─── Reading text ───
Friday, October 29, 2010

Happie Burthdae meestuh Fraai

This past Tuesday I turned 23. Everybody who grew up watching MTV in the 90's knows the song What's My Age Again by Blink-182. I couldn't count the dozens upon dozens of times I've listened to that song. Back when I was 13, listening to that CD (Enema of the State) and marveling at the ingenious lyrical turns of phrase contained therein, I always came back to a few choice lyrics which I found especially poignant as a teenager in braces just beginning to shape his own independent musical tastes. One of those was, "And that's about the time she walked away from me / Nobody likes you when you're 23."

I always came back to those two lines in particular, thinking they were some sort of dire yet incomprehensible warning from the future; a message from an artist with a decade's more life under his belt than myself, already weary and jaded with life for reasons unknown; the Ancient Mariner relating his tale to the poor, clueless wedding guest. "But why? WHY doesn't anybody like you when you're 23?" I thought. Over the intervening ten years I've come back to that song from time to time to reconsider it, always drawing a blank. The answer, I eventually surmised, was something you had to experience for yourself. Something you can't read in a book or learn from your friends. A truth which has to be experienced first hand rather than vicariously.
─── Supplied data ───
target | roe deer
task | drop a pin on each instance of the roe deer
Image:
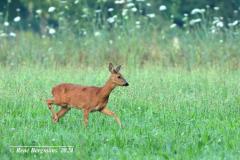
(87, 98)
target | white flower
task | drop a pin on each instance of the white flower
(220, 24)
(84, 16)
(151, 15)
(197, 10)
(76, 21)
(6, 23)
(193, 21)
(76, 1)
(51, 31)
(110, 9)
(98, 10)
(134, 9)
(173, 25)
(96, 34)
(233, 23)
(124, 12)
(148, 4)
(130, 5)
(17, 19)
(111, 19)
(216, 8)
(138, 26)
(3, 35)
(162, 8)
(119, 1)
(51, 9)
(39, 11)
(11, 34)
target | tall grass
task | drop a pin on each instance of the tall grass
(167, 114)
(138, 47)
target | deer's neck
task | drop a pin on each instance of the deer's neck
(107, 89)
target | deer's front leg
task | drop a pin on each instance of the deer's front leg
(110, 113)
(85, 116)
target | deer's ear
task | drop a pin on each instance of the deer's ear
(118, 68)
(110, 67)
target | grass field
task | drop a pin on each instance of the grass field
(167, 114)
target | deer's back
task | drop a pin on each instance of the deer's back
(75, 95)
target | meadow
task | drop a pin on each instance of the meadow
(183, 101)
(166, 113)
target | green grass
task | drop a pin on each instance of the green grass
(167, 114)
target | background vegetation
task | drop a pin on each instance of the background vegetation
(166, 33)
(180, 57)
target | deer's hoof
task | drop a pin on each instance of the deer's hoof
(55, 119)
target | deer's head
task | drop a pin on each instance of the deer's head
(116, 77)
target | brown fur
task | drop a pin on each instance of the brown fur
(86, 98)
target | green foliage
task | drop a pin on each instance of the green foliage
(175, 114)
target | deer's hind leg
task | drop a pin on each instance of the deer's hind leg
(62, 112)
(50, 102)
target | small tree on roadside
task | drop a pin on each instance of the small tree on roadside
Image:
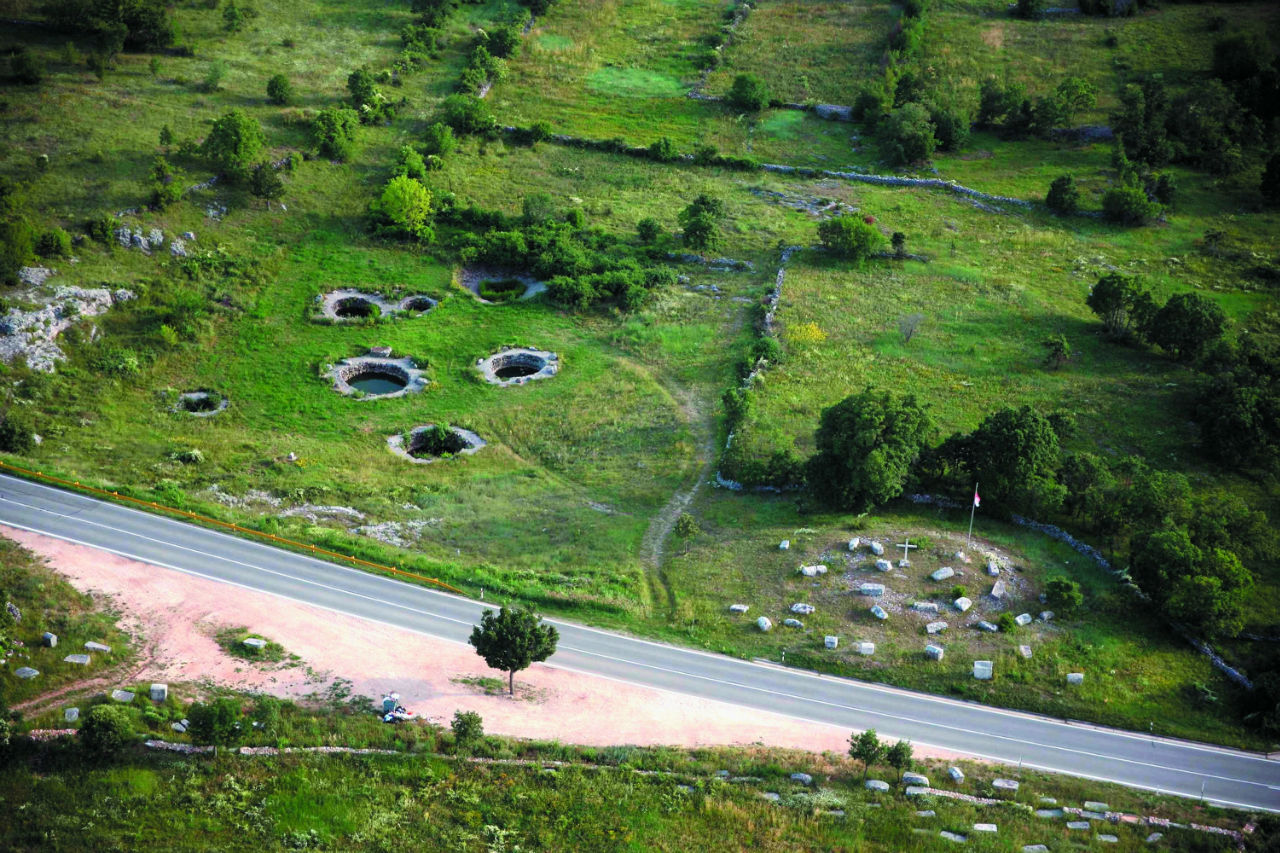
───
Please repeat word for word the part of the birthday post above that opens with the words containing "I always came back to those" and closes with "rather than vicariously.".

I always came back to those two lines in particular, thinking they were some sort of dire yet incomprehensible warning from the future; a message from an artist with a decade's more life under his belt than myself, already weary and jaded with life for reasons unknown; the Ancient Mariner relating his tale to the poor, clueless wedding guest. "But why? WHY doesn't anybody like you when you're 23?" I thought. Over the intervening ten years I've come back to that song from time to time to reconsider it, always drawing a blank. The answer, I eventually surmised, was something you had to experience for yourself. Something you can't read in a book or learn from your friends. A truth which has to be experienced first hand rather than vicariously.